*ACTIVITY 1*:
Transcribe the passage on the BDS movement from "The movement has grown" up to and including "ties with Israel.".
*ACTIVITY 2*:
List the kinds of volunteers that the passage on the BDS movement names as part of the movement's global network.

*TEXT SHOWN*:
___
The movement has grown into a global network of thousands of volunteers, from campus activists to church groups to liberal Jews disillusioned by Israeli policies. They lobby corporations, artists and academic institutions to sever ties with Israel.

The movement has made inroads. U.S. and British academic unions have endorsed boycotts, student governments at universities have made divestment proposals, and some famous musicians have refused to perform in Israel. The BDS movement also claims responsibility for pressuring some large companies to stop or modify operations in Israel. In its latest push, it has urged top Hollywood actors to reject a government-paid trip to Israel being offered to leading Oscar nominees.

Omar Barghouti, co-founder of the BDS movement, said "quite a few web pages" that BDS websites linked to have mysteriously disappeared from the Internet.

"We assume Israel's cyber sabotage is ongoing, but we are quite pleased that its detrimental impact on the global BDS movement has been dismal so far," he said.

Israel says the movement is rooted in anti-Semitism and seeks not to change Israeli policies, but ultimately to put an end to the Jewish state.
___
[Stored data entries]
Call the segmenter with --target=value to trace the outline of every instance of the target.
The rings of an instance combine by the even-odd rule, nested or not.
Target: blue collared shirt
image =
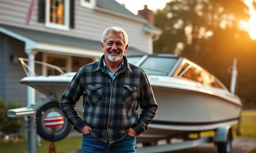
[[[116,75],[118,74],[118,72],[119,72],[119,71],[121,68],[123,67],[123,65],[124,65],[124,60],[122,60],[122,62],[121,63],[121,64],[120,64],[120,65],[119,66],[119,68],[116,71],[116,72],[113,74],[112,73],[112,72],[108,68],[108,66],[106,64],[106,63],[105,63],[105,58],[103,60],[103,65],[104,66],[104,68],[107,70],[107,71],[108,72],[108,73],[109,74],[109,76],[111,76],[111,77],[112,78],[112,80],[114,80],[114,78],[115,78],[115,76],[116,76]]]

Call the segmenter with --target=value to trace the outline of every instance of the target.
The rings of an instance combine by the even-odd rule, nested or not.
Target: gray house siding
[[[7,41],[6,36],[0,33],[0,99],[3,100],[5,98]]]
[[[46,27],[44,23],[38,22],[38,1],[36,1],[31,20],[26,26],[25,18],[30,1],[0,0],[0,23],[97,41],[101,40],[102,32],[107,27],[120,26],[128,34],[129,46],[146,53],[150,49],[149,44],[152,38],[144,32],[143,24],[82,7],[80,0],[75,1],[75,28],[68,32]]]
[[[5,71],[5,98],[6,104],[19,104],[25,106],[27,99],[27,87],[20,84],[20,80],[26,76],[22,66],[19,62],[13,63],[9,59],[12,54],[17,57],[27,58],[24,52],[24,43],[13,38],[6,36],[6,53],[5,56],[6,60]]]

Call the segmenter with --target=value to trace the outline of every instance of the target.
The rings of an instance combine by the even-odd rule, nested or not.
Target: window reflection
[[[177,60],[174,58],[149,57],[140,66],[148,74],[167,75]]]
[[[51,0],[50,22],[64,24],[64,0]]]
[[[204,85],[222,89],[215,77],[209,72],[203,69],[198,69],[188,63],[184,64],[178,74],[179,76],[201,83]]]

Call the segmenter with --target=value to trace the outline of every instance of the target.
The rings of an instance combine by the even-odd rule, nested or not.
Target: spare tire
[[[55,133],[52,134],[52,130],[44,125],[44,119],[47,114],[55,112],[64,117],[60,107],[59,103],[57,102],[48,103],[39,108],[36,113],[36,128],[37,133],[40,136],[46,140],[55,142],[60,140],[67,136],[70,132],[71,125],[64,117],[63,126],[56,128]]]

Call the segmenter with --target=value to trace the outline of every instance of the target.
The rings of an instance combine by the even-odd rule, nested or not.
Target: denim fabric
[[[136,148],[135,138],[128,134],[122,139],[111,143],[98,140],[91,133],[83,135],[82,153],[133,153]]]

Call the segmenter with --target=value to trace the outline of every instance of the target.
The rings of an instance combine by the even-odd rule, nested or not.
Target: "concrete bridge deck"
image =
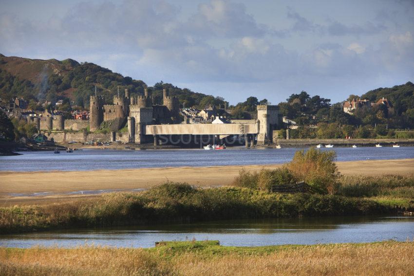
[[[146,135],[235,135],[258,133],[254,124],[197,124],[187,125],[155,125],[146,126]]]

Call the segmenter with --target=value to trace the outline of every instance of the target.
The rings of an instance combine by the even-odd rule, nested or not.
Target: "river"
[[[413,217],[232,220],[182,224],[29,233],[0,237],[0,246],[151,247],[163,240],[218,240],[226,246],[369,242],[414,239]]]
[[[84,149],[23,152],[22,155],[0,157],[0,170],[15,171],[79,171],[140,168],[226,165],[266,165],[290,161],[297,148],[249,148],[225,150]],[[414,158],[414,147],[321,148],[335,150],[338,161]]]

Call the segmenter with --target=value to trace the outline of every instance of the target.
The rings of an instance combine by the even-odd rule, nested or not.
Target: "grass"
[[[140,193],[0,208],[0,233],[220,219],[393,213],[411,208],[378,200],[247,188],[196,189],[166,183]]]
[[[220,246],[167,242],[150,249],[0,248],[0,275],[413,275],[414,242]],[[105,264],[103,265],[102,264]]]

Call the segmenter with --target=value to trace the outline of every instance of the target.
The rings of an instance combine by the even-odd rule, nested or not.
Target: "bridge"
[[[152,110],[137,109],[128,117],[129,139],[141,143],[153,140],[156,145],[160,138],[181,135],[194,137],[208,136],[222,139],[230,135],[243,136],[247,146],[257,140],[258,144],[271,142],[272,131],[280,127],[282,119],[276,106],[257,106],[256,123],[238,124],[180,124],[152,125]],[[257,139],[256,139],[257,137]],[[176,136],[175,136],[176,138]]]

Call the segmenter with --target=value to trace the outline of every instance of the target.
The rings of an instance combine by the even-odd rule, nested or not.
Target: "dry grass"
[[[188,243],[190,243],[189,242]],[[0,248],[0,275],[413,275],[414,242],[266,248]]]

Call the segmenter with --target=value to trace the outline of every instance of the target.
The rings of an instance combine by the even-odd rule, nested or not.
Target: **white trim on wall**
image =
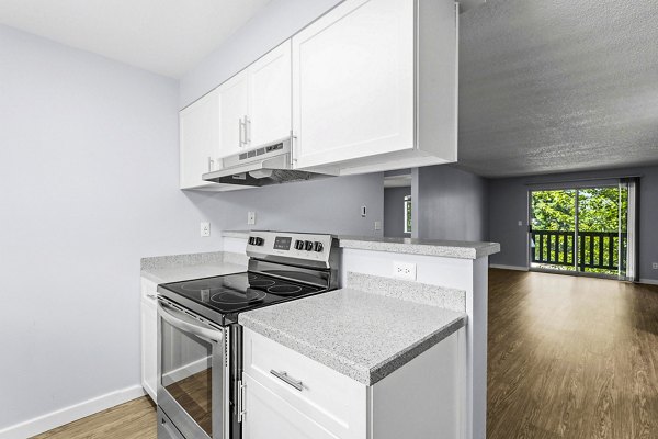
[[[133,385],[120,391],[110,392],[78,404],[60,408],[55,412],[27,419],[0,430],[0,439],[24,439],[48,431],[73,420],[81,419],[94,413],[114,407],[116,405],[144,396],[146,392],[141,385]]]
[[[489,263],[489,268],[499,268],[499,269],[502,269],[502,270],[529,271],[527,267],[503,266],[501,263]]]

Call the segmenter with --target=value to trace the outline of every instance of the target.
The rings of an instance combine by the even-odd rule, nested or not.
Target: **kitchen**
[[[377,4],[377,1],[386,3],[382,0],[372,0],[371,3]],[[395,256],[386,256],[388,259],[375,258],[373,262],[363,258],[366,256],[373,258],[386,252],[375,250],[371,254],[368,252],[371,250],[365,248],[352,248],[372,244],[363,244],[368,243],[363,238],[362,240],[347,239],[347,236],[382,237],[382,223],[385,222],[384,171],[455,161],[457,121],[454,116],[456,114],[454,75],[442,76],[453,80],[452,86],[451,82],[445,83],[446,90],[452,90],[454,93],[452,100],[450,97],[444,97],[445,99],[441,101],[451,102],[450,105],[432,109],[432,103],[435,104],[436,101],[430,99],[432,98],[430,92],[423,94],[428,98],[430,114],[435,115],[436,112],[446,110],[450,110],[446,111],[446,117],[447,113],[453,114],[453,120],[446,125],[435,124],[427,132],[438,136],[436,138],[442,138],[441,145],[447,145],[444,150],[431,151],[433,155],[430,156],[434,159],[430,159],[429,162],[427,156],[419,159],[417,153],[422,149],[422,146],[416,149],[415,133],[411,130],[415,123],[422,123],[421,119],[427,113],[424,111],[415,113],[413,81],[404,82],[400,79],[405,78],[401,70],[395,70],[400,75],[397,78],[400,80],[398,83],[406,83],[405,87],[411,89],[398,90],[399,95],[393,92],[383,93],[382,99],[394,102],[398,99],[407,100],[407,105],[402,105],[407,109],[406,117],[400,119],[412,121],[412,124],[400,130],[404,136],[400,135],[397,139],[399,143],[387,147],[413,149],[409,151],[412,153],[411,155],[402,151],[394,153],[393,156],[386,156],[384,159],[376,154],[354,157],[350,156],[353,151],[349,148],[337,153],[333,157],[329,155],[329,158],[327,155],[309,153],[305,157],[299,156],[299,159],[306,160],[304,166],[298,166],[299,168],[313,169],[321,176],[338,173],[340,177],[215,192],[198,189],[217,189],[218,183],[203,180],[203,173],[208,173],[208,177],[213,178],[212,173],[219,169],[218,159],[224,157],[213,153],[209,154],[208,160],[208,154],[197,150],[193,151],[197,156],[194,166],[200,169],[192,171],[192,183],[186,180],[188,168],[181,164],[184,164],[188,156],[181,151],[179,135],[182,133],[179,133],[179,116],[181,126],[184,126],[186,112],[193,109],[194,103],[207,102],[204,101],[207,98],[203,97],[213,98],[212,90],[218,86],[217,90],[222,92],[222,85],[234,78],[235,74],[254,61],[258,63],[263,55],[271,53],[271,49],[276,50],[281,47],[281,43],[288,41],[291,36],[293,42],[288,45],[290,54],[286,52],[288,48],[284,48],[283,52],[284,56],[291,57],[290,66],[294,71],[295,53],[298,53],[294,35],[306,32],[307,25],[313,26],[314,21],[336,3],[329,0],[253,1],[240,5],[237,5],[238,2],[227,2],[235,9],[235,22],[226,23],[224,32],[227,34],[219,38],[224,44],[209,48],[206,46],[205,56],[197,57],[193,63],[188,61],[186,70],[183,71],[181,66],[184,63],[181,60],[184,60],[184,57],[175,59],[169,66],[163,63],[169,48],[173,47],[171,41],[150,46],[149,50],[152,54],[149,57],[133,61],[123,59],[126,64],[121,64],[112,60],[113,56],[107,52],[102,53],[101,56],[69,47],[81,47],[93,52],[84,46],[84,41],[81,41],[83,38],[67,40],[67,37],[75,38],[75,35],[71,36],[73,31],[70,34],[67,34],[66,29],[59,31],[61,32],[59,40],[48,36],[47,32],[43,31],[48,24],[47,16],[42,18],[41,22],[37,19],[30,20],[34,20],[32,25],[36,27],[41,23],[43,36],[66,45],[35,36],[34,34],[39,34],[36,27],[32,32],[13,29],[21,27],[19,26],[20,8],[16,7],[7,14],[8,18],[13,16],[15,22],[12,27],[4,25],[0,27],[0,41],[2,41],[0,48],[3,59],[0,87],[4,116],[0,138],[3,145],[10,146],[3,148],[4,160],[1,160],[0,175],[4,179],[5,187],[11,188],[5,195],[8,198],[7,211],[3,214],[5,232],[2,237],[2,248],[9,251],[2,251],[2,267],[8,279],[7,291],[15,293],[3,295],[5,302],[2,322],[7,330],[3,330],[2,342],[4,347],[1,367],[3,396],[0,405],[3,410],[0,414],[0,437],[37,435],[144,395],[141,386],[144,346],[140,341],[143,296],[139,271],[149,270],[147,266],[154,262],[149,258],[217,252],[223,252],[222,257],[224,257],[231,254],[241,257],[239,259],[238,256],[232,256],[234,262],[239,262],[243,270],[249,256],[246,252],[249,249],[248,239],[260,237],[250,236],[242,233],[243,230],[294,230],[299,234],[314,233],[336,237],[338,240],[336,246],[342,255],[339,275],[342,288],[351,284],[349,272],[392,278],[393,261],[416,263],[416,279],[420,283],[457,289],[466,294],[468,294],[468,283],[473,283],[473,279],[480,281],[486,279],[486,257],[489,256],[488,251],[497,251],[495,246],[484,254],[478,254],[474,249],[473,255],[478,257],[463,259],[446,258],[445,255],[419,255],[416,259],[417,257],[410,257],[409,252],[396,248],[393,250]],[[341,4],[344,7],[351,3],[355,4],[351,1]],[[404,3],[413,4],[413,2]],[[452,4],[450,5],[452,11],[450,16],[456,25],[455,20],[461,19],[456,19],[454,9]],[[44,4],[41,7],[45,8]],[[473,11],[484,7],[485,4],[476,5]],[[227,8],[230,10],[231,7]],[[226,20],[222,18],[225,11],[222,10],[222,13],[214,19]],[[23,13],[25,14],[23,29],[30,29],[29,11]],[[149,16],[145,11],[141,13]],[[467,13],[469,12],[464,12]],[[126,15],[131,15],[131,12],[128,11]],[[430,15],[423,16],[430,18]],[[390,16],[394,16],[393,20],[398,20],[400,30],[415,24],[413,20],[404,22],[401,19],[404,14],[390,13]],[[447,16],[446,13],[445,18]],[[75,16],[65,15],[59,19],[65,23],[70,20],[70,26],[63,27],[76,29]],[[131,23],[126,24],[129,25]],[[134,23],[132,25],[135,26]],[[313,27],[308,29],[313,30]],[[131,35],[128,29],[120,29],[120,31],[125,32],[123,35]],[[407,29],[410,35],[413,31]],[[94,34],[93,30],[88,32]],[[429,27],[428,32],[436,32],[436,30]],[[388,43],[396,43],[393,32],[378,33],[384,35],[383,38],[392,38]],[[97,37],[100,42],[112,42],[121,40],[117,36],[121,34],[121,32],[111,34],[104,27],[99,27]],[[367,41],[367,38],[360,41]],[[407,66],[412,66],[413,63],[422,64],[422,60],[427,59],[422,56],[418,59],[413,58],[413,40],[411,42],[411,46],[407,49],[400,47],[400,53],[411,59]],[[445,44],[444,40],[441,42],[443,44],[439,48],[449,50],[451,45]],[[138,47],[132,47],[129,42],[120,42],[118,45],[126,52],[126,58],[139,53]],[[325,59],[326,63],[329,57],[336,56],[331,53],[332,47],[334,46],[328,44],[324,50],[318,50],[329,54]],[[452,57],[445,58],[452,59],[453,74],[456,68],[455,47],[456,44],[453,44]],[[450,54],[450,50],[442,53]],[[350,54],[345,56],[348,55]],[[377,59],[384,65],[394,58],[382,53],[376,55],[379,55]],[[390,54],[386,53],[386,55]],[[445,59],[442,58],[440,61]],[[358,57],[350,58],[351,64],[359,61]],[[365,64],[366,60],[363,63]],[[430,63],[439,61],[430,60]],[[287,61],[284,64],[287,65]],[[371,64],[372,60],[368,59],[367,65]],[[133,67],[135,65],[141,66]],[[321,63],[319,66],[322,68]],[[349,69],[344,70],[349,71]],[[383,68],[381,71],[392,70]],[[436,71],[435,65],[431,71]],[[405,75],[410,72],[407,71]],[[373,78],[359,78],[360,82],[355,89],[367,90],[368,86],[375,88],[377,83],[368,79]],[[390,78],[383,76],[377,79]],[[293,97],[297,86],[299,85],[293,81],[290,92],[284,88],[273,90]],[[345,95],[337,99],[343,102],[348,99],[347,95],[355,93],[354,90],[341,90],[345,91]],[[208,92],[211,94],[207,94]],[[352,97],[352,99],[355,100],[349,102],[355,105],[359,102],[358,93],[356,98]],[[269,98],[265,101],[271,102]],[[365,98],[364,101],[367,102],[368,99]],[[249,100],[247,102],[249,106]],[[275,102],[279,102],[279,98]],[[359,120],[347,121],[351,123],[345,125],[347,133],[366,133],[376,137],[378,133],[375,131],[384,125],[381,121],[390,116],[382,111],[390,109],[390,101],[367,103],[373,104],[377,113],[366,112]],[[211,103],[209,106],[213,108],[214,104]],[[294,99],[291,99],[290,104],[291,127],[308,121],[295,114],[296,108],[299,106]],[[220,106],[222,100],[219,100]],[[249,109],[239,111],[237,106],[239,105],[231,104],[226,109],[239,113],[231,121],[232,125],[218,133],[208,134],[219,137],[216,144],[222,144],[223,133],[227,133],[230,138],[226,142],[240,145],[238,148],[251,139],[249,146],[242,146],[243,150],[251,150],[265,145],[279,145],[279,140],[285,137],[286,133],[290,134],[288,131],[283,132],[283,136],[277,134],[264,136],[261,144],[258,140],[258,115],[250,115]],[[182,113],[179,114],[181,110]],[[325,142],[324,146],[327,146],[327,142],[342,142],[339,134],[324,137],[324,124],[328,124],[331,117],[341,121],[343,114],[360,113],[356,108],[331,108],[330,110],[322,113],[318,120],[310,119],[315,124],[309,128],[310,135],[315,135],[311,145],[322,145]],[[280,112],[276,105],[270,111],[274,115],[287,113],[287,111]],[[400,113],[405,111],[398,111],[397,115]],[[194,122],[192,120],[192,123]],[[396,128],[390,122],[384,126]],[[250,130],[253,131],[250,133]],[[316,130],[315,134],[313,130]],[[299,149],[295,148],[304,148],[304,135],[306,132],[298,138],[293,138],[293,143],[298,142],[296,146],[291,145],[293,155],[299,154]],[[408,142],[409,139],[411,143]],[[430,144],[438,145],[436,142]],[[351,166],[341,168],[328,160],[350,162]],[[180,178],[181,173],[183,178]],[[230,176],[239,173],[241,172],[231,171]],[[25,175],[30,178],[26,179]],[[208,230],[209,236],[200,236],[200,224],[202,224],[202,232]],[[239,230],[239,233],[231,235],[231,230]],[[203,233],[207,235],[208,232]],[[291,238],[294,238],[291,239],[291,244],[295,240],[309,240],[297,239],[294,236]],[[456,235],[445,238],[486,240],[486,237],[462,238]],[[276,236],[272,238],[272,244],[275,239]],[[311,241],[315,243],[316,239]],[[325,247],[331,248],[331,245]],[[443,247],[439,246],[439,248]],[[146,259],[143,262],[145,266],[140,266],[143,258]],[[428,268],[434,264],[423,266],[426,258],[440,259],[436,267],[442,263],[445,266],[442,269]],[[477,267],[474,266],[474,261],[479,261]],[[174,266],[180,264],[178,261],[169,262]],[[457,280],[455,284],[450,284],[449,268],[453,267],[454,270],[455,263],[462,264],[461,267],[467,273],[470,272],[470,280],[466,274],[458,280],[461,284],[457,284]],[[155,268],[158,269],[162,268]],[[433,273],[432,270],[436,270],[438,273]],[[464,271],[458,272],[464,274]],[[484,278],[477,278],[474,272]],[[218,274],[218,272],[203,273],[197,277]],[[189,279],[167,279],[170,282],[178,280]],[[30,293],[24,293],[27,288]],[[473,293],[473,288],[470,292]],[[158,294],[161,291],[156,288],[155,292],[148,292],[148,294],[154,293]],[[315,297],[321,297],[324,294],[329,297],[331,293],[322,293]],[[292,303],[302,304],[311,299],[302,299]],[[276,309],[279,306],[286,306],[286,304],[271,306],[271,309]],[[479,312],[486,312],[486,308]],[[481,315],[473,318],[474,316],[466,308],[462,313],[468,314],[465,324],[467,329],[483,323]],[[486,324],[486,314],[484,322]],[[486,331],[484,337],[486,342]],[[483,339],[483,334],[478,339]],[[152,345],[149,346],[152,349]],[[434,346],[439,347],[441,342],[438,341]],[[484,349],[486,359],[486,346]],[[315,360],[317,361],[317,358]],[[466,365],[463,369],[467,370]],[[484,391],[485,386],[480,382],[476,387]],[[475,403],[483,407],[486,401],[480,397]],[[481,419],[483,415],[480,408],[478,418]],[[480,420],[478,428],[472,434],[473,437],[484,437],[484,420]],[[465,423],[463,432],[468,435],[466,431],[468,426]]]

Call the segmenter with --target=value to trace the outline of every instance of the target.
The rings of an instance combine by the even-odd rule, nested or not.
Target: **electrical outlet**
[[[393,277],[407,281],[416,280],[416,263],[411,262],[393,262]]]

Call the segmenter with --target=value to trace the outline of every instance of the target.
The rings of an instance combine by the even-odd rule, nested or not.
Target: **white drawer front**
[[[249,329],[243,347],[245,372],[251,378],[338,437],[365,439],[365,385]],[[302,382],[302,390],[271,371]]]
[[[247,386],[243,439],[339,439],[248,373],[242,379]]]

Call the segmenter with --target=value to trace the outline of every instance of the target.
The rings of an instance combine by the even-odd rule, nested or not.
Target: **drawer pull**
[[[272,369],[270,373],[280,379],[281,381],[285,382],[286,384],[292,385],[299,392],[304,390],[304,383],[302,381],[293,380],[288,376],[287,372],[285,371],[276,372],[274,369]]]

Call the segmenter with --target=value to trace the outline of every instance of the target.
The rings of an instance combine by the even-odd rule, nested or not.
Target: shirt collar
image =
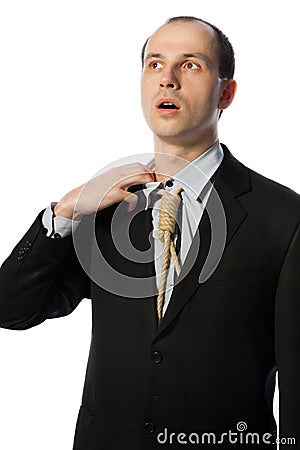
[[[217,168],[222,162],[224,153],[220,145],[219,140],[217,140],[214,145],[208,148],[204,153],[202,153],[198,158],[191,161],[187,166],[173,175],[172,180],[174,180],[174,188],[181,185],[183,190],[187,195],[194,200],[197,200],[202,190],[206,186],[207,182],[210,180],[212,175],[215,173]],[[154,156],[145,163],[151,170],[155,168]],[[145,183],[144,194],[146,197],[146,206],[149,205],[149,197],[151,192],[157,189],[159,186],[165,186],[165,183],[170,178],[160,181],[151,181]]]

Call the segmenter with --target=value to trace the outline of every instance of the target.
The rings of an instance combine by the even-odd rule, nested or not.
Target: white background
[[[215,23],[235,48],[238,92],[221,119],[221,142],[300,192],[297,3],[3,1],[1,262],[50,201],[117,158],[152,151],[140,50],[175,15]],[[69,317],[0,331],[1,449],[71,450],[90,330],[84,300]]]

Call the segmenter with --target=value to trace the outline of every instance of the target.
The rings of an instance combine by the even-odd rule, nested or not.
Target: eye
[[[162,64],[158,61],[152,61],[149,64],[150,69],[160,69],[162,67]]]
[[[196,64],[196,63],[194,63],[194,62],[192,62],[192,61],[187,61],[186,63],[184,63],[183,67],[184,67],[185,69],[188,69],[188,70],[197,70],[197,69],[200,69],[199,64]]]

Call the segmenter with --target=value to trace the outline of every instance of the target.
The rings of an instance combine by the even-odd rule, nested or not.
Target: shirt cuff
[[[43,227],[46,228],[46,236],[57,239],[70,236],[80,224],[80,220],[67,219],[66,217],[53,217],[52,208],[56,203],[51,203],[44,211],[42,217]]]

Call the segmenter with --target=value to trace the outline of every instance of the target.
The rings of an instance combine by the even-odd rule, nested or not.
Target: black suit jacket
[[[47,238],[40,216],[1,268],[2,327],[26,329],[71,313],[84,297],[92,299],[74,450],[197,448],[198,439],[202,448],[211,448],[214,439],[223,442],[217,448],[272,448],[263,439],[276,434],[276,370],[280,435],[297,441],[280,448],[300,449],[300,197],[223,148],[214,176],[227,223],[222,258],[199,283],[214,228],[204,213],[200,248],[195,238],[159,327],[154,293],[137,298],[141,280],[146,287],[155,275],[153,261],[132,261],[115,245],[129,227],[134,248],[149,250],[150,210],[134,216],[121,204],[97,214],[103,258],[94,258],[93,251],[87,257],[91,276],[79,264],[72,238]],[[82,245],[90,249],[85,223],[88,218],[80,227]],[[116,293],[122,283],[124,293]],[[229,438],[230,430],[237,435]],[[252,439],[259,444],[247,447],[247,433],[256,433]]]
___
*WORKED SOLUTION 1*:
The movement has grown into a global network of thousands of volunteers, from campus activists to church groups to liberal Jews disillusioned by Israeli policies. They lobby corporations, artists and academic institutions to sever ties with Israel.

*WORKED SOLUTION 2*:
- Campus activists
- Church groups
- Liberal Jews disillusioned by Israeli policies